[PROBLEM SET]
1 - From the R data.table thread, reproduce the passage between "You can programmatically retrieve" and "arguments of vectors.", inclusive.
2 - In the R data.table thread, list every column that the three claimsMonthly lines following HCCtreshold <- 40000 assign with :=.
3 - Extend the R data.table thread, starting after its final line of code.

[EXTRACT TO READ]
═══
I notice that i am doing the same thing multiple time, just with slightly different values:
HCCtreshold <- 40000
claimsMonthly[, HCC12mnth := +(HCCtreshold < claim12month)][ HCC12mnth == 1, `:=` (aboveHCCth12mnth = (claim12month - HCCtreshold))][is.na(aboveHCCth12mnth),aboveHCCth12mnth := 0]
claimsMonthly[, HCC11mnth := +(HCCtreshold < claim11month)][ HCC11mnth == 1, `:=` (aboveHCCth11mnth = (claim11month - HCCtreshold))][is.na(aboveHCCth11mnth),aboveHCCth11mnth := 0]
claimsMonthly[, HCC10mnth := +(HCCtreshold < claim10month)][ HCC10mnth == 1, `:=` (aboveHCCth10mnth = (claim10month - HCCtreshold))][is.na(aboveHCCth10mnth),aboveHCCth10mnth := 0]
So started with something like this:
k <- seq.default(from = 8, to = 12, by = 1)
claimsMonthly[paste0("HCC", k, "mnth") := lapply(k, function(x) (+(HCCtreshold < paste0("HCC", k, "mnth"))))]
i get an error:
Error: Check that is.data.table(DT) == TRUE. Otherwise, := and `:=`(...) are defined for use in j, once only and in particular ways. See help(":=").
I also tried:
for(k in 8:12){
claimsMonthly[, paste0("HCC", k, "mnth") := +(HCCtreshold < paste0("HCC", k, "mnth"))]
}
the columns are created correctly, but i get incorrect values inside them. I get an 1 everywhere
I am not sure what i am doing wrong?
I can offer some suggestions and, with some fake data, try them out.
You can programmatically define names on the left-hand side of := if you wrap a vector in c(...), so for instance DT[ c(vec_of_names) := list(some, values)].
You can programmatically retrieve values of variables with a vector of variable names and mget. While I generally think mget can indicate problematic code, I believe that in here it works with low risk. (While mget and get normally retrieve variables from the operating environment, often .GlobalEnv, from within a data.table operation then retrieve columns just as easily.)
Instead of a double-tap of assignment with == 1 and then is.na(...), we can use some logical trickery and the data.table::fcoalesce function. (If you aren't familiar, fcoalesce operates like SQL's coalesce function which is a vector-friendly way of finding the first non-NA value in arguments of vectors.
fcoalesce(c(1, 2, NA, NA), c(11, 12, 13, NA), c(21, 22, 23, 24))
═══
[DATASET CONTENT]
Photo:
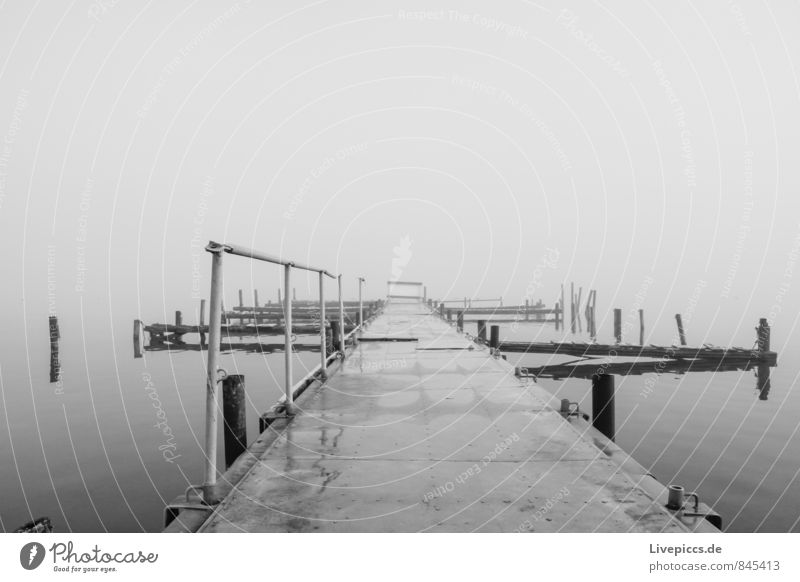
═══
[RESPONSE LIST]
1 -
You can programmatically retrieve values of variables with a vector of variable names and mget. While I generally think mget can indicate problematic code, I believe that in here it works with low risk. (While mget and get normally retrieve variables from the operating environment, often .GlobalEnv, from within a data.table operation then retrieve columns just as easily.)
Instead of a double-tap of assignment with == 1 and then is.na(...), we can use some logical trickery and the data.table::fcoalesce function. (If you aren't familiar, fcoalesce operates like SQL's coalesce function which is a vector-friendly way of finding the first non-NA value in arguments of vectors.

2 -
HCC12mnth
aboveHCCth12mnth
HCC11mnth
aboveHCCth11mnth
HCC10mnth
aboveHCCth10mnth

3 -
# [1] 1 2 13 24
We can use fcoalesce(some + math * calc, 0) to do the math and, if NA, replace it with 0. (We use it on the above* variables below, and not necessarily on the HCC* logical variables. It can apply there too, if desired. If those HCC* variables are throw-away, though, it just doesn't matter.)
Fake data:
library(data.table)
set.seed(42)
hccthreshold <- 50
dat <- data.table( claim10month = sample(99, 10), claim11month = sample(99, 10), claim12month = sample(99, 10) )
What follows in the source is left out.